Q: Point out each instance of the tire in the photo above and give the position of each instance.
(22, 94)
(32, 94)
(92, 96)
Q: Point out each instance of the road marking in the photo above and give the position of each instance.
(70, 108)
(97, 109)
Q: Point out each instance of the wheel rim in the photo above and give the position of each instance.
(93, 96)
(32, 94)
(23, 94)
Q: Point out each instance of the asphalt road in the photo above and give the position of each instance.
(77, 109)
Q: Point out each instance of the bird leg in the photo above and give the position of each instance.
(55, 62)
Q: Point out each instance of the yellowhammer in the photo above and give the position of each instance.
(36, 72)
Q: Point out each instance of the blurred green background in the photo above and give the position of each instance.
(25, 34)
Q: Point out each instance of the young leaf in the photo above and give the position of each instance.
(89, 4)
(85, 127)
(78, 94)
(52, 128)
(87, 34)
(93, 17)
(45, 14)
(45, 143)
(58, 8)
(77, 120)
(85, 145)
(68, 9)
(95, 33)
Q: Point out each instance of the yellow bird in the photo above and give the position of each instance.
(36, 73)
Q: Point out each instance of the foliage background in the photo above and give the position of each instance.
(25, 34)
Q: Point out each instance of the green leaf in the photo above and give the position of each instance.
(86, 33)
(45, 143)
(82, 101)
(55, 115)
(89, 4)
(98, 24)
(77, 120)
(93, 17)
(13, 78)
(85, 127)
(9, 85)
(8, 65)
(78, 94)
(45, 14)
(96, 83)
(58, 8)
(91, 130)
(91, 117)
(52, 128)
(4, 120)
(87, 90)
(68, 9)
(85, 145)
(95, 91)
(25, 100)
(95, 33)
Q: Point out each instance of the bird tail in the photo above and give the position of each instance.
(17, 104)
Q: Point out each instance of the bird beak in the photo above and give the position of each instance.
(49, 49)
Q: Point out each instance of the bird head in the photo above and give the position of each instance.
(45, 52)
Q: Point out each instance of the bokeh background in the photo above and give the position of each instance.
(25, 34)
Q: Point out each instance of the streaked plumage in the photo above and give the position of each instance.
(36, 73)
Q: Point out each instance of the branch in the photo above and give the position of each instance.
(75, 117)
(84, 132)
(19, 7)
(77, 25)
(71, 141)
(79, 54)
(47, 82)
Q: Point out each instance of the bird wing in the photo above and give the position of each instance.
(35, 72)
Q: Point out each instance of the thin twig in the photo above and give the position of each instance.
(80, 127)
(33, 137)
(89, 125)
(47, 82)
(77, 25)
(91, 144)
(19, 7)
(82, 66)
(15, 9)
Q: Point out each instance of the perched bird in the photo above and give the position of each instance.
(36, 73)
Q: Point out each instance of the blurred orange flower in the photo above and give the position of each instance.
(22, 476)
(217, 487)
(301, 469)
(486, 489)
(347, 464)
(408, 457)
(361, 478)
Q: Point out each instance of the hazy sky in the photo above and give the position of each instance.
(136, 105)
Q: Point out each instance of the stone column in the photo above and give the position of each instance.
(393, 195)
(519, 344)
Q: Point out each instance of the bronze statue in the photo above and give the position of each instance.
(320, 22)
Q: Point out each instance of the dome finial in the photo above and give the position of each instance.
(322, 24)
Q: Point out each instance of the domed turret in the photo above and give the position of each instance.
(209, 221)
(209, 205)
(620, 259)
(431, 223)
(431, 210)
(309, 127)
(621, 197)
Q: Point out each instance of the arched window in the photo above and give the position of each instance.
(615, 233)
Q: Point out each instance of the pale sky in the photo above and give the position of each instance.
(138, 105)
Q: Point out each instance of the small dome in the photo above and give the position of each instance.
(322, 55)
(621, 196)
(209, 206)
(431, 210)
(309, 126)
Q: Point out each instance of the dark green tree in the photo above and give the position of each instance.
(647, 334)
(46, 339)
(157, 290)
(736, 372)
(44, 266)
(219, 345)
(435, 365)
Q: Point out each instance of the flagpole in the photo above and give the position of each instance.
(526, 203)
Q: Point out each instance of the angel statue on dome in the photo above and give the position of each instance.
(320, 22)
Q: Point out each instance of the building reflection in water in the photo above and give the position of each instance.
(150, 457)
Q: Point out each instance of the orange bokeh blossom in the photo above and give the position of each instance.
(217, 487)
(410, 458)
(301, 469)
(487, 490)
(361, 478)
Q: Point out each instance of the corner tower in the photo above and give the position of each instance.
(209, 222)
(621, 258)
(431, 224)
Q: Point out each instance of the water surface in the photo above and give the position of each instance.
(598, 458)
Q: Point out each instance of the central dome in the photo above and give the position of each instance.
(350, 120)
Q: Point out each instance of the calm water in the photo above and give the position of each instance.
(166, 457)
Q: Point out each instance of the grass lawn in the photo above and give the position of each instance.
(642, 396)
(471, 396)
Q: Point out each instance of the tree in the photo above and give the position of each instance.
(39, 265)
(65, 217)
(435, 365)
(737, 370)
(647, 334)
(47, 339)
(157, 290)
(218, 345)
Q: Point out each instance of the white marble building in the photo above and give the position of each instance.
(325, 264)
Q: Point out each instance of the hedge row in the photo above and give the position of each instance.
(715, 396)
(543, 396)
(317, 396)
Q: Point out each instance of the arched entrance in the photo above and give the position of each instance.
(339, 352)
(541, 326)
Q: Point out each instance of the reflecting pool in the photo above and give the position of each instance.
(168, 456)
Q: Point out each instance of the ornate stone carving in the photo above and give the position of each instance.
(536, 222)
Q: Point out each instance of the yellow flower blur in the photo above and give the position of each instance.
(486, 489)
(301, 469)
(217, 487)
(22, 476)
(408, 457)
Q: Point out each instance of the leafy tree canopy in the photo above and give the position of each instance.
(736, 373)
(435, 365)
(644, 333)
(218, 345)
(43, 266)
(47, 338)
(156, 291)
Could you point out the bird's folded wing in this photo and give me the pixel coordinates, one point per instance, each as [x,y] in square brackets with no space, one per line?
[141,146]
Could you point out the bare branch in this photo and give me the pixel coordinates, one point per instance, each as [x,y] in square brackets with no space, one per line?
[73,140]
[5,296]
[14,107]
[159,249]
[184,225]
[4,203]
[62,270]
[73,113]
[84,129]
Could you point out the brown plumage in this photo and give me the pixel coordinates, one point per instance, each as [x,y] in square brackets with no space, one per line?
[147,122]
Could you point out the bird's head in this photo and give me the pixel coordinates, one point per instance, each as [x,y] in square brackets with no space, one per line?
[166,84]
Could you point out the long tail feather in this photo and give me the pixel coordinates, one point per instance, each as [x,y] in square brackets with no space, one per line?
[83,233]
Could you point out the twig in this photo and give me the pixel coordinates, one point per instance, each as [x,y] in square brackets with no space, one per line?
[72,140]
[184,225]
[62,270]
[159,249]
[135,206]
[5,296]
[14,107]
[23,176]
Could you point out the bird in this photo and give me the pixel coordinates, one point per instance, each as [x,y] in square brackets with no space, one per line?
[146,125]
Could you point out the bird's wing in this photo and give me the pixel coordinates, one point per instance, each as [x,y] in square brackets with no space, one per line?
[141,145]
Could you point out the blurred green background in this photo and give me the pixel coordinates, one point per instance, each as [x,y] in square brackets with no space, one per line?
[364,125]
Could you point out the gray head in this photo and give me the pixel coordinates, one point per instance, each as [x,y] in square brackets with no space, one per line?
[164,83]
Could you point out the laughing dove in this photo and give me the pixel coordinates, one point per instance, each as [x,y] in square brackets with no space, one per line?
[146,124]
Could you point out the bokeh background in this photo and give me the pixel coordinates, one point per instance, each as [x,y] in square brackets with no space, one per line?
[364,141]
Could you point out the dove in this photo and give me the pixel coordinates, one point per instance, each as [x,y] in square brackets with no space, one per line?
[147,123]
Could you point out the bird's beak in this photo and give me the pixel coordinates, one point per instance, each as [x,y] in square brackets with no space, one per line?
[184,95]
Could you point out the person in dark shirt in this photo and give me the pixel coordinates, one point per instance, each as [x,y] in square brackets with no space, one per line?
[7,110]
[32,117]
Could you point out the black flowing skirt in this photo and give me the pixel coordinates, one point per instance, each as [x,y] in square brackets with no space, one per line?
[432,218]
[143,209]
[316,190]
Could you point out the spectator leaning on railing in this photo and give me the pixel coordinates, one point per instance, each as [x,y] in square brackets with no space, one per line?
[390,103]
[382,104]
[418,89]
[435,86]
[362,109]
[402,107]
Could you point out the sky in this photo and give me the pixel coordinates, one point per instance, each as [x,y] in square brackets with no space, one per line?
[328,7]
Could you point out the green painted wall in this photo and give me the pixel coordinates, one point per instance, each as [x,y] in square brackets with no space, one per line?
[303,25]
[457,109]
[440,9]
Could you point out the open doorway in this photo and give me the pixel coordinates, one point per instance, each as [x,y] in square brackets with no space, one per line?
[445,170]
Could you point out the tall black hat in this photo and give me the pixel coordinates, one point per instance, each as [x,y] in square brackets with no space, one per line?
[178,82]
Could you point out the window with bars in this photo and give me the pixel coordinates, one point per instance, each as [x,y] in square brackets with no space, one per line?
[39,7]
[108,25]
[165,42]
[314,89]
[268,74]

+-------+

Required action
Reproduce exactly the lines from the one with "Could you point out the green" through the last line of the entries, keeping both of those lines and nothing else.

Written answer
Could you point out the green painted wall in this photo and give me the pixel coordinates, one point per instance, each as [x,y] in square brackets with no space, one per line?
[303,25]
[457,109]
[440,9]
Could you point out the open doorway in this photo and give me the pixel coordinates, one point per instance, each as [x,y] in square brackets with no space, one per line?
[445,170]
Could you point out the tall black hat in this photo and give me the pixel coordinates, one point per instance, each as [x,y] in square brackets with no space, one per line?
[178,82]
Could you point out the window with bars in this photo and give me the pixel coordinates, one point per instance, each as [x,y] in square brackets with no space, one per line?
[39,7]
[108,25]
[165,42]
[314,89]
[268,74]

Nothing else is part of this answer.